TASK DETAILS:
Look through the data below and, wherever a line carries the word "golden", please copy that line.

RAW DATA:
※ ※ ※

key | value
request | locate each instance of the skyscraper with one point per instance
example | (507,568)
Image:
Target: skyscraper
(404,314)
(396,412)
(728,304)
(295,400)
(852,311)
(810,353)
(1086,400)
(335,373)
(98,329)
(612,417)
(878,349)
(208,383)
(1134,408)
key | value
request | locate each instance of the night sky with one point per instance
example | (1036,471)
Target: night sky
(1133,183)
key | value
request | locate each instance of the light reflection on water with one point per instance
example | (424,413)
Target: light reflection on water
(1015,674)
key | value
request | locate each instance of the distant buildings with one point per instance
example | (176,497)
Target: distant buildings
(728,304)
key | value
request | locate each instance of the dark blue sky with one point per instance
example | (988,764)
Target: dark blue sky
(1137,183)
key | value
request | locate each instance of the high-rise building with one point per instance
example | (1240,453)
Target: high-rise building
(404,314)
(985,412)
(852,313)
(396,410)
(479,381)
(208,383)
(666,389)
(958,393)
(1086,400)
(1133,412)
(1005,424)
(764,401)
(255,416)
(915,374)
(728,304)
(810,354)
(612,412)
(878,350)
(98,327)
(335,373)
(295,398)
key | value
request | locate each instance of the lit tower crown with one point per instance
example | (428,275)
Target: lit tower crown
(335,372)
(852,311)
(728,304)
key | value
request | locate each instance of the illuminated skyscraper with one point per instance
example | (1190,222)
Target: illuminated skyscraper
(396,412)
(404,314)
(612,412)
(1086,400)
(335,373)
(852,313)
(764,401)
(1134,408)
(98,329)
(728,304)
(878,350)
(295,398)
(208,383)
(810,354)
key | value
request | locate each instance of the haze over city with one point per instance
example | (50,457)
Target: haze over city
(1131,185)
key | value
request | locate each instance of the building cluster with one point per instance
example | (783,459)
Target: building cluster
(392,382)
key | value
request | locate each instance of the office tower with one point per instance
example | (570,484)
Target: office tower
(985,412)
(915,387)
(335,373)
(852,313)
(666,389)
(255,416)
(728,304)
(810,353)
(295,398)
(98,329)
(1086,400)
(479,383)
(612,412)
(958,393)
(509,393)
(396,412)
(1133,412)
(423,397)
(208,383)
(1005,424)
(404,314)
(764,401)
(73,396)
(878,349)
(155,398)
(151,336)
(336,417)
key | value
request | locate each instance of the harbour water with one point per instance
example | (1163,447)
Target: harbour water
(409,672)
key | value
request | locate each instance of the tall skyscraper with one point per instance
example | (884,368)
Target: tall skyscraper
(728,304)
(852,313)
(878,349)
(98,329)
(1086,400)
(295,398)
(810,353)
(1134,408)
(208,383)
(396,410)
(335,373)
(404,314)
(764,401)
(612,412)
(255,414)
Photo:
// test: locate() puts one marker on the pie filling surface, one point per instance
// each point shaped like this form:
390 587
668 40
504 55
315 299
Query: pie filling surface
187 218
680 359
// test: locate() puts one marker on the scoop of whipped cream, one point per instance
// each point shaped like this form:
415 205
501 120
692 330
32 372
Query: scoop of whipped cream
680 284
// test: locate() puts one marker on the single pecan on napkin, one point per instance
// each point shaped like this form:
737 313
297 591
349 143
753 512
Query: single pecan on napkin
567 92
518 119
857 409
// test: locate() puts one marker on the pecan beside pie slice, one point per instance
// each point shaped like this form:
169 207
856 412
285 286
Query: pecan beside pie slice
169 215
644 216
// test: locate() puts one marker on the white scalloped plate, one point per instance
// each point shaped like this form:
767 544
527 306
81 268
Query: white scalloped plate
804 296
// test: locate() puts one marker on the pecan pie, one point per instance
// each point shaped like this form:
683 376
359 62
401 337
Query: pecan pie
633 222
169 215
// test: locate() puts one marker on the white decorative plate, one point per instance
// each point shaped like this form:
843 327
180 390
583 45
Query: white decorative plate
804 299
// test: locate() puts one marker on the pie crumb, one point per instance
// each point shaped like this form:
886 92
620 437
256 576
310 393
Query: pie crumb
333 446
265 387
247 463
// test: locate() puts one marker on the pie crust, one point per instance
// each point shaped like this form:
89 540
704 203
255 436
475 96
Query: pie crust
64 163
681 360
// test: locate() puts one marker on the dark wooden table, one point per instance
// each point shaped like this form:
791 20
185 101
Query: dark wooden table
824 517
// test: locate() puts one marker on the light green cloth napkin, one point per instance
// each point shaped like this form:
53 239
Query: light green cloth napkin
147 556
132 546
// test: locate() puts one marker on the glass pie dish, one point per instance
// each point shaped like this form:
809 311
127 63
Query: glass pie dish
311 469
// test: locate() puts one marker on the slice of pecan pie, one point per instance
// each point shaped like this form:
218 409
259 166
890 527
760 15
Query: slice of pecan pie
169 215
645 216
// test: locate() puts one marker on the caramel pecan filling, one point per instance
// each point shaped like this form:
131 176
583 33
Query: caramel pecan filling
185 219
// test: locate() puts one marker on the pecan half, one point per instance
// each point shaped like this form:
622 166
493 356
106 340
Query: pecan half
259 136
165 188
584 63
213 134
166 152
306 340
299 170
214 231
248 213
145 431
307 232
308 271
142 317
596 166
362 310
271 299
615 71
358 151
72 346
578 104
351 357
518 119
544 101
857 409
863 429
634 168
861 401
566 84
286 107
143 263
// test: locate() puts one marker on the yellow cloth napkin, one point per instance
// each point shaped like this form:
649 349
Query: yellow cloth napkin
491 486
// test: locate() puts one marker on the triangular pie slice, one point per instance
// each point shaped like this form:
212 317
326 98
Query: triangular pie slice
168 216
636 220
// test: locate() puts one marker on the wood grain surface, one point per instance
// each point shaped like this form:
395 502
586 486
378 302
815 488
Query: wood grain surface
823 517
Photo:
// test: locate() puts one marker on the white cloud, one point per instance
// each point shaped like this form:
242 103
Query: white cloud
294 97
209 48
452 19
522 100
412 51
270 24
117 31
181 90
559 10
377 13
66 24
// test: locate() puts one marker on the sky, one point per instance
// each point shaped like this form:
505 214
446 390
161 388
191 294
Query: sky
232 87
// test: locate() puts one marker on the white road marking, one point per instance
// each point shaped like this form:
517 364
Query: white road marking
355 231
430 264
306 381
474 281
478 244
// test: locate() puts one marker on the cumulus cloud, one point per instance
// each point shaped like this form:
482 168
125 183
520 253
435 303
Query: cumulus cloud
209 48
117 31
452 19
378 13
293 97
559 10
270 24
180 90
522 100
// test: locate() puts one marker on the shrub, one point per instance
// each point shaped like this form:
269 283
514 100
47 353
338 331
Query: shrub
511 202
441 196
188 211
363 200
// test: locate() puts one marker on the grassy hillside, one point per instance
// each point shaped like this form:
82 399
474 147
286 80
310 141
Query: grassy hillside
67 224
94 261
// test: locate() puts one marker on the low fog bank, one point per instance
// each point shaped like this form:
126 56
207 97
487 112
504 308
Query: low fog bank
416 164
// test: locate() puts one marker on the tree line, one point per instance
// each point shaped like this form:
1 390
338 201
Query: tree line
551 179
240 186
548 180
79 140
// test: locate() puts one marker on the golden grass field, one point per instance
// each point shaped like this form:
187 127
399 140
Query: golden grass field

※ ※ ※

EXERCISE RESULT:
// test: locate() puts one marker on the golden grass field, one point per instance
Query: golden grass field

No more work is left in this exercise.